Task objective: In the entries below, find every line holding the string "flower" and collect it.

The input:

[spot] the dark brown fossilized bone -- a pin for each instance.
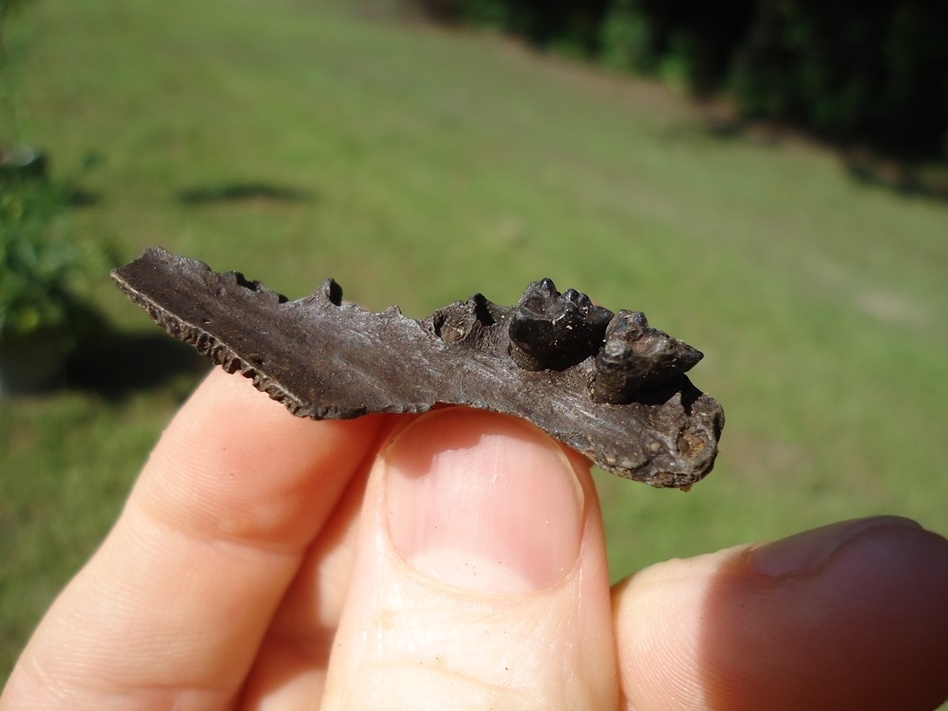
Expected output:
---
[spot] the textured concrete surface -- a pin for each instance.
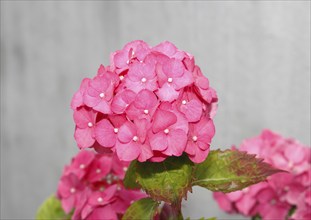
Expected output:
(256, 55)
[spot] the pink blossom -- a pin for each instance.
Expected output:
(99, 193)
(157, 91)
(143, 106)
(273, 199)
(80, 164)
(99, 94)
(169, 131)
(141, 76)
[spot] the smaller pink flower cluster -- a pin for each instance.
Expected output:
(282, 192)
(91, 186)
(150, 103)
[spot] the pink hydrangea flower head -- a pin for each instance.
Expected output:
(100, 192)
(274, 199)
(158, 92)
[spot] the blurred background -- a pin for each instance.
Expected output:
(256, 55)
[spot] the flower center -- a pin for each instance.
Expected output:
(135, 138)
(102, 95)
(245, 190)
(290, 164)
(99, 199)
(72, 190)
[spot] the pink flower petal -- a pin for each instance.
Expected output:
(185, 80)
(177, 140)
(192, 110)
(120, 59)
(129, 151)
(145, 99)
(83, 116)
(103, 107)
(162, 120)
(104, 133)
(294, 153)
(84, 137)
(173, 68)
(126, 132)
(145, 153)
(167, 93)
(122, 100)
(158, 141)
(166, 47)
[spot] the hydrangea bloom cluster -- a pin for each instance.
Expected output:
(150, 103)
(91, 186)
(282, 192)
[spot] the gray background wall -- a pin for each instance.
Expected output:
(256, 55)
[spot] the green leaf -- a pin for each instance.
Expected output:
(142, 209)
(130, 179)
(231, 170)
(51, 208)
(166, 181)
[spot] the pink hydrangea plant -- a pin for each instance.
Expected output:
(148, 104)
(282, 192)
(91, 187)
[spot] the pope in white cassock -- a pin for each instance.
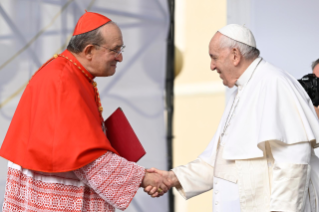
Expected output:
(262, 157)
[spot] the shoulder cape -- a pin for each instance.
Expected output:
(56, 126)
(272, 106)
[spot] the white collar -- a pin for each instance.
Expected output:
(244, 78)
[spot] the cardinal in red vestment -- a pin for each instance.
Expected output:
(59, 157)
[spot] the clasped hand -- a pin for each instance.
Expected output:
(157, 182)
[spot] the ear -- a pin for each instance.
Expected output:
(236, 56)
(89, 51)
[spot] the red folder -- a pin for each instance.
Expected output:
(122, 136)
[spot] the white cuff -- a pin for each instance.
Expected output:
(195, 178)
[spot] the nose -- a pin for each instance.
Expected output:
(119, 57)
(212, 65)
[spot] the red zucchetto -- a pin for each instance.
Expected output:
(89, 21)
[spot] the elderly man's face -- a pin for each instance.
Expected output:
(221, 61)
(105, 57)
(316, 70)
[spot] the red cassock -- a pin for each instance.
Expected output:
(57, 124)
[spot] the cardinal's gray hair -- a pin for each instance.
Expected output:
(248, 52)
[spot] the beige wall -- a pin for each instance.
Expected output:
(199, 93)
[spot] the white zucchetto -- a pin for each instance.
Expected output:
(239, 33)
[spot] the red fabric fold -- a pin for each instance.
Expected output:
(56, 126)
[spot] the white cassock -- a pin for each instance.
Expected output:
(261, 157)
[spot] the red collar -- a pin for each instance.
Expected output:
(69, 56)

Exercise solution:
[spot] the smaller pink flower cluster -- a pin for each instance.
[spot] the pink hydrangea flower head -- a pin for each instance.
[spot] the flower center -- a pin for each instance.
[spot] the pink flower petal -- a pin for each instance.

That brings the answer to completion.